- Material shown -
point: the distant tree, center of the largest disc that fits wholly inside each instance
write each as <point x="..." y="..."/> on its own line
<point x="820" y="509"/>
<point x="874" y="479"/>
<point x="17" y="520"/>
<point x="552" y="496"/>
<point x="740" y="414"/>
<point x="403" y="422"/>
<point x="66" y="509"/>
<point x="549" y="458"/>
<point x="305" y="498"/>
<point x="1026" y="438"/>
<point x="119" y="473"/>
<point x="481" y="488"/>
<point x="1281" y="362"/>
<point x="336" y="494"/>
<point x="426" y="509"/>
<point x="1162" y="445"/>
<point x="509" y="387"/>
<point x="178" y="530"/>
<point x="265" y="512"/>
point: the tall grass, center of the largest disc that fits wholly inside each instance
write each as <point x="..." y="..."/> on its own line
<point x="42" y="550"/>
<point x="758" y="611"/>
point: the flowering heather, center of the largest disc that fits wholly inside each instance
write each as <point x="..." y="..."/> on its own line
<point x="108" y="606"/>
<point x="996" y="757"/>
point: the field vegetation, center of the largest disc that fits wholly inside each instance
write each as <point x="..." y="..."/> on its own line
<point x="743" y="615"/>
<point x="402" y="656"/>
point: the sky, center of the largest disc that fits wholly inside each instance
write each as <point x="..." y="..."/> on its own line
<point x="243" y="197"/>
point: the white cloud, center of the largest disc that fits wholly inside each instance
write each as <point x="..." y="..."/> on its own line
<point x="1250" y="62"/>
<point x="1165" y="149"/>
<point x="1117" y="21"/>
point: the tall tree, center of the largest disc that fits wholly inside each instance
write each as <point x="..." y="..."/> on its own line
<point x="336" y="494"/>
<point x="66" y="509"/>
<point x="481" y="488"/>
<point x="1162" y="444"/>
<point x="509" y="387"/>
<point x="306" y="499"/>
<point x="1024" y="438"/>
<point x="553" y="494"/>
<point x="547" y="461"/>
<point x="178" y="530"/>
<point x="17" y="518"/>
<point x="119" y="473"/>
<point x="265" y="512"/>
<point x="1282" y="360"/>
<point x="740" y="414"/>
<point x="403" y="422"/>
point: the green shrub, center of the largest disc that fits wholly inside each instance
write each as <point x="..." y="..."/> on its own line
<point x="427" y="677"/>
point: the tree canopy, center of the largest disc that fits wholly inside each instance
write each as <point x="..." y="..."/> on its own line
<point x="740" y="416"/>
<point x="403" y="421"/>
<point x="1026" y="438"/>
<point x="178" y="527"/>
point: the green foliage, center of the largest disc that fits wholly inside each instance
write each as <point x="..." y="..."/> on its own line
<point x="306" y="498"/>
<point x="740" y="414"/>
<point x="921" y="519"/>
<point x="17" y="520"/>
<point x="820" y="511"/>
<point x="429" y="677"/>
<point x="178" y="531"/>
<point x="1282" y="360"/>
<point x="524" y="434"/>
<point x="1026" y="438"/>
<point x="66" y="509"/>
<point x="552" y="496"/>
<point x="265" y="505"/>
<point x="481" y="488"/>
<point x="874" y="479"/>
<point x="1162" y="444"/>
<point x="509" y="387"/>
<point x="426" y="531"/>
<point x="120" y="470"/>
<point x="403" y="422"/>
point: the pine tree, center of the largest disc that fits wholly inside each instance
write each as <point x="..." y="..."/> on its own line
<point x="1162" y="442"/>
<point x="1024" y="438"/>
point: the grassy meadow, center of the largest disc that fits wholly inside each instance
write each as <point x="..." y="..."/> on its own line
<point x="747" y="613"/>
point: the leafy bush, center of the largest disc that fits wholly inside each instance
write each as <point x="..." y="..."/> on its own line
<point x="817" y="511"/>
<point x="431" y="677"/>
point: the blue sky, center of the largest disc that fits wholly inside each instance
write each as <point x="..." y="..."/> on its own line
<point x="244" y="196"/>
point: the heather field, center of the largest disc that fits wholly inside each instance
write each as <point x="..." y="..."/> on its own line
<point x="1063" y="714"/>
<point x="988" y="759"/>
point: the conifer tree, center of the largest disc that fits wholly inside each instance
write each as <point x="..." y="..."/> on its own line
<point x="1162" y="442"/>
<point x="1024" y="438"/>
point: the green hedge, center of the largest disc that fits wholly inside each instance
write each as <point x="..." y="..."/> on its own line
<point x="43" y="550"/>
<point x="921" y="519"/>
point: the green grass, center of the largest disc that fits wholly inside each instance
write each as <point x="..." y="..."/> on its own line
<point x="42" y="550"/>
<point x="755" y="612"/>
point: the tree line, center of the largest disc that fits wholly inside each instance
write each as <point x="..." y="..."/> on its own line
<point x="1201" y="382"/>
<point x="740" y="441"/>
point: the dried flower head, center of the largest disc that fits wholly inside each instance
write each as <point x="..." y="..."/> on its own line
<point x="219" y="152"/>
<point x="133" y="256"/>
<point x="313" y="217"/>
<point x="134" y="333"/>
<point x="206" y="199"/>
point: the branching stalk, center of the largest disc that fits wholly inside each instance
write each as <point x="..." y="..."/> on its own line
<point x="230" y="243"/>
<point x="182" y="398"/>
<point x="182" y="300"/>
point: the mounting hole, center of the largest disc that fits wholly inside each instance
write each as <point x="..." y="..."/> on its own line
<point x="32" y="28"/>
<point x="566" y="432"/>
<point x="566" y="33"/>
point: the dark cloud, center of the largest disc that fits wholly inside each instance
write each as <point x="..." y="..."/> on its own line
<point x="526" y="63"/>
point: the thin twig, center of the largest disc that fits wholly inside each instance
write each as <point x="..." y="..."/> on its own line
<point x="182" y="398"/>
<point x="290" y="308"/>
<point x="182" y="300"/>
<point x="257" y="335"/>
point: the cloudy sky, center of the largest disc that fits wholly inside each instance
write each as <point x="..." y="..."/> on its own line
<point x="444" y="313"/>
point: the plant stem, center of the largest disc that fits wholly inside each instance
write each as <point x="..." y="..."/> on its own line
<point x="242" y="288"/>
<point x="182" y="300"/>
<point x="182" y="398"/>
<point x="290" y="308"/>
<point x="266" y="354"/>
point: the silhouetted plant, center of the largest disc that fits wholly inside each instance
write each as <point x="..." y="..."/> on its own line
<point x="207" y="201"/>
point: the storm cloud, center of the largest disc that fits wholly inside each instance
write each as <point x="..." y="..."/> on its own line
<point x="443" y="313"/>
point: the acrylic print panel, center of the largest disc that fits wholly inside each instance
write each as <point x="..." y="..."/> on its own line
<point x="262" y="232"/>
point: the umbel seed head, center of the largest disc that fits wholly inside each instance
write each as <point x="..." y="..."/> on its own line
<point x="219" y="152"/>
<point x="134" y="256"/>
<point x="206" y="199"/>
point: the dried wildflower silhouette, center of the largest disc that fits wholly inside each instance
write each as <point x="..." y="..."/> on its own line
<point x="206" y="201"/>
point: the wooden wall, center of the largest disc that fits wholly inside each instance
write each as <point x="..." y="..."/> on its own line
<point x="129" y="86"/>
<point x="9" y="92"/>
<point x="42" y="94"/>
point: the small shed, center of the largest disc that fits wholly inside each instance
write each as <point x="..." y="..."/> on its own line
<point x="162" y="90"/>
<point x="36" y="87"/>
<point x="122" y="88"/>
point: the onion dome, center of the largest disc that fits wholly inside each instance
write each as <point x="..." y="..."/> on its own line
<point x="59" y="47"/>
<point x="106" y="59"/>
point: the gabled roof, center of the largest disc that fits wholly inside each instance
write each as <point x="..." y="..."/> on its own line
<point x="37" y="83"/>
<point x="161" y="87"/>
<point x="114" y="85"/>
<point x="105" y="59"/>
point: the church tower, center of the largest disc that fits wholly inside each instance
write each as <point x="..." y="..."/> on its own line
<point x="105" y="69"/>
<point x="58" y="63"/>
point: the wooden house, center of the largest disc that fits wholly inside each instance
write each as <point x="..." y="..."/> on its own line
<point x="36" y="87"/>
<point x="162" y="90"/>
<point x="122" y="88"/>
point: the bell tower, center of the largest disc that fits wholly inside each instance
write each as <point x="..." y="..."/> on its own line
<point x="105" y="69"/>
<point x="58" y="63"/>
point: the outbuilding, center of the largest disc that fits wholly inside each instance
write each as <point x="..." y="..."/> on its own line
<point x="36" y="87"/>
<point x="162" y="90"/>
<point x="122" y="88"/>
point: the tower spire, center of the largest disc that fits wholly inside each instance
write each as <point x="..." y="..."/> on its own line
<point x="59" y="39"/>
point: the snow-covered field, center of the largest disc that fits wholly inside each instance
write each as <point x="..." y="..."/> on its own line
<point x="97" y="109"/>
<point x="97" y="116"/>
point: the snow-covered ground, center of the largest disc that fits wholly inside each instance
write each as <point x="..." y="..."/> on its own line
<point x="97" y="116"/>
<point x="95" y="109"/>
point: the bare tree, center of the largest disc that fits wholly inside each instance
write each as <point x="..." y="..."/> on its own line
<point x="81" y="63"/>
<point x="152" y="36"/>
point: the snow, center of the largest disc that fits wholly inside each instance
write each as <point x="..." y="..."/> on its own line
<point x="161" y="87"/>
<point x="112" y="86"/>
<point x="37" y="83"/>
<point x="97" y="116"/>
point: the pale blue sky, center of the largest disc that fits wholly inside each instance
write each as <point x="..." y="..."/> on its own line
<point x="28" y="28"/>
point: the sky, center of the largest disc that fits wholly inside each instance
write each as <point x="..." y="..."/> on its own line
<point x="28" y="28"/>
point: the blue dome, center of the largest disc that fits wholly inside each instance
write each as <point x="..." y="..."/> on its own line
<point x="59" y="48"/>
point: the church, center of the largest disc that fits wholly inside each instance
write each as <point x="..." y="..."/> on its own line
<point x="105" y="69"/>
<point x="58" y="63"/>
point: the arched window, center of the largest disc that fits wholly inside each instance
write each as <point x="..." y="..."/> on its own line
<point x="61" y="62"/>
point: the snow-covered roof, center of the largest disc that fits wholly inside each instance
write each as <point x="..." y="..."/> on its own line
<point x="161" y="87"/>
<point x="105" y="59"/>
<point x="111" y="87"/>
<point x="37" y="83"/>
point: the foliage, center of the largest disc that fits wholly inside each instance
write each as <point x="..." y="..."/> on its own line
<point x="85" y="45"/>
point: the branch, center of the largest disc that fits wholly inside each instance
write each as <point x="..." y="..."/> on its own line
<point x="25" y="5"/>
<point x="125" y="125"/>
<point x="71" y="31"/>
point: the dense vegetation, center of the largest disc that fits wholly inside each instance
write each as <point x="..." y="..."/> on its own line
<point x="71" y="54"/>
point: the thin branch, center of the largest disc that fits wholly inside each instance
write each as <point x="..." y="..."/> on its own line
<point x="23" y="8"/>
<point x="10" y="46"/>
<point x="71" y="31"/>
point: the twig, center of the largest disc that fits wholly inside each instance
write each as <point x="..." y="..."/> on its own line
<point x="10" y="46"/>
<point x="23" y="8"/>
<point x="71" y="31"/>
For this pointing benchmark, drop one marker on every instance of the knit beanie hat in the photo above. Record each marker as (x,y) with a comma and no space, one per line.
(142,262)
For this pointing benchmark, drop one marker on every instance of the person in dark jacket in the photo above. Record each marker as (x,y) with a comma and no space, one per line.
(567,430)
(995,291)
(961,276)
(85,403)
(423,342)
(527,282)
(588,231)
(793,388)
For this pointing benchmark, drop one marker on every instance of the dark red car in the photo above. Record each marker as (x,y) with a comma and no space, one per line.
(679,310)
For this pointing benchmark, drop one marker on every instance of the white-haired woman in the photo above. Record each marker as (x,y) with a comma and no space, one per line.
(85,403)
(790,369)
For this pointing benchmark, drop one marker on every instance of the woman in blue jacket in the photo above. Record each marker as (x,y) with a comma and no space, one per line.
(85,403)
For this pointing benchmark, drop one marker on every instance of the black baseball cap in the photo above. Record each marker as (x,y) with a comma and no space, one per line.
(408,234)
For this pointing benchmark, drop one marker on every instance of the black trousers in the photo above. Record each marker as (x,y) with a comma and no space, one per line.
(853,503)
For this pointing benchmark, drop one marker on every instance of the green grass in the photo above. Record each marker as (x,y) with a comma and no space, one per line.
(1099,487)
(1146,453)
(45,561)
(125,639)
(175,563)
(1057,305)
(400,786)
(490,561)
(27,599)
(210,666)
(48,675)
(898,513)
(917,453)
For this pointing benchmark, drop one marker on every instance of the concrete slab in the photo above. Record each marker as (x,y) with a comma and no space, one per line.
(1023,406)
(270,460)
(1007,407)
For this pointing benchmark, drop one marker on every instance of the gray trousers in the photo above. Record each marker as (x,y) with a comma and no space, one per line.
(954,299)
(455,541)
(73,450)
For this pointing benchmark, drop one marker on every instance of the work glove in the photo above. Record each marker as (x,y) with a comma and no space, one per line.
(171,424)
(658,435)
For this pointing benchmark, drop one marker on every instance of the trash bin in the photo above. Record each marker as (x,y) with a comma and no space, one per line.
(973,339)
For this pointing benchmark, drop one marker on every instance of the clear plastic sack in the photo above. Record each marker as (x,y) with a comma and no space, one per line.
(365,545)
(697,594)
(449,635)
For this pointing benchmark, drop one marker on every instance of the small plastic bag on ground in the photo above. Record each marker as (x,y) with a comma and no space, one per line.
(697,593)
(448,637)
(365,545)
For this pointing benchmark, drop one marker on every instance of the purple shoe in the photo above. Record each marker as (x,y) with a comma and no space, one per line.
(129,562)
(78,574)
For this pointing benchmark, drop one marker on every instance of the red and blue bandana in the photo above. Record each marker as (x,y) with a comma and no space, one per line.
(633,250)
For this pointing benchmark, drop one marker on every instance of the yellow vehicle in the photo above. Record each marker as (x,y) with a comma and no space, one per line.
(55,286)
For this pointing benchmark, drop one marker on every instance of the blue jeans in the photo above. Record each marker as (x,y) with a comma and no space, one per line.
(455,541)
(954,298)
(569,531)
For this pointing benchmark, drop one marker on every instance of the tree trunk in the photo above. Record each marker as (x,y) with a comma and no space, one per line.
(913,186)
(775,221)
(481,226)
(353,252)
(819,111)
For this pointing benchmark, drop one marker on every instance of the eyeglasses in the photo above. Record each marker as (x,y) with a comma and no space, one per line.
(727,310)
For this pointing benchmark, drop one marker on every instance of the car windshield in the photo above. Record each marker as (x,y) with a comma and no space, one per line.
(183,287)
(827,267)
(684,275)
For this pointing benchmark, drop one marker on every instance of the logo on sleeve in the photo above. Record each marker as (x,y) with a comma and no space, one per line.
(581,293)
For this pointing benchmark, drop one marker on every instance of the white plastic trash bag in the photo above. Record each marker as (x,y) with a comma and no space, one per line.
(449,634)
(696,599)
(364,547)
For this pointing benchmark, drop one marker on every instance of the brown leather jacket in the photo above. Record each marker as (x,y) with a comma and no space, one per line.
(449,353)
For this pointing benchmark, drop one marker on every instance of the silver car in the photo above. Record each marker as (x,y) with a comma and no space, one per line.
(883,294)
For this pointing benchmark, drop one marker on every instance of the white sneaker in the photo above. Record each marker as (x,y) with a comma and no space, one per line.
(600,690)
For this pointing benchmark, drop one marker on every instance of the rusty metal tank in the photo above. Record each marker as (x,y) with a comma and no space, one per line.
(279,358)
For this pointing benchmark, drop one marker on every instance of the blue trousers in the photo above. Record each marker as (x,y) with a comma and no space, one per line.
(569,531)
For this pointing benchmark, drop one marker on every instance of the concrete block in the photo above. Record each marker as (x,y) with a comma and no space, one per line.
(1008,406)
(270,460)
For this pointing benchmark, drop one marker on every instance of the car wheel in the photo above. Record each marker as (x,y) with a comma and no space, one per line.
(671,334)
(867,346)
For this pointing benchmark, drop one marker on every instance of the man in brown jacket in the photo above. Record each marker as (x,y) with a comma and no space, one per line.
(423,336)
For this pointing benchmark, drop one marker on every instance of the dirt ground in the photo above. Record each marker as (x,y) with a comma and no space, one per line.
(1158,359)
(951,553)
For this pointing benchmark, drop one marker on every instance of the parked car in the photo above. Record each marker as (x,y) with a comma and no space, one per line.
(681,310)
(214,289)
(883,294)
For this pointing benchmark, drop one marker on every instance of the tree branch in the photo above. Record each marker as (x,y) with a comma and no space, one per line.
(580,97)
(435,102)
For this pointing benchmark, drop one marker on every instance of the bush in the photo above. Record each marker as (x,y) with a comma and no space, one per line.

- Exercise -
Your task is to extract the lines running from the one with "man in brown" to the end of the material, inclusive, copying each exactly and adding nothing.

- Response to this task -
For this pointing benchmark, drop one marker on every instance of the man in brown jacket in the photo above. Record each marker as (x,y) with a comma and no space, one per line.
(423,336)
For this pointing benchmark, drop one marker on every instance of the dirt ground in the photo above. Record each marker as (x,y) with a comma and no space, one per line.
(1158,359)
(951,553)
For this pointing benchmark, drop one marker on every instance of the parked car in the photo above. Record each marker as (x,y) with a comma and no space, one per line.
(681,310)
(214,289)
(883,294)
For this pointing benchmark, drop one marker on every instance of the tree branch in the photo above. Record each marker as (x,y) with a comma and no space, one per line.
(580,97)
(435,102)
For this pointing benchmark, drop one marker on every instance of the bush in the photo above. Record each marker as (x,y) with a comma and no space, one per line.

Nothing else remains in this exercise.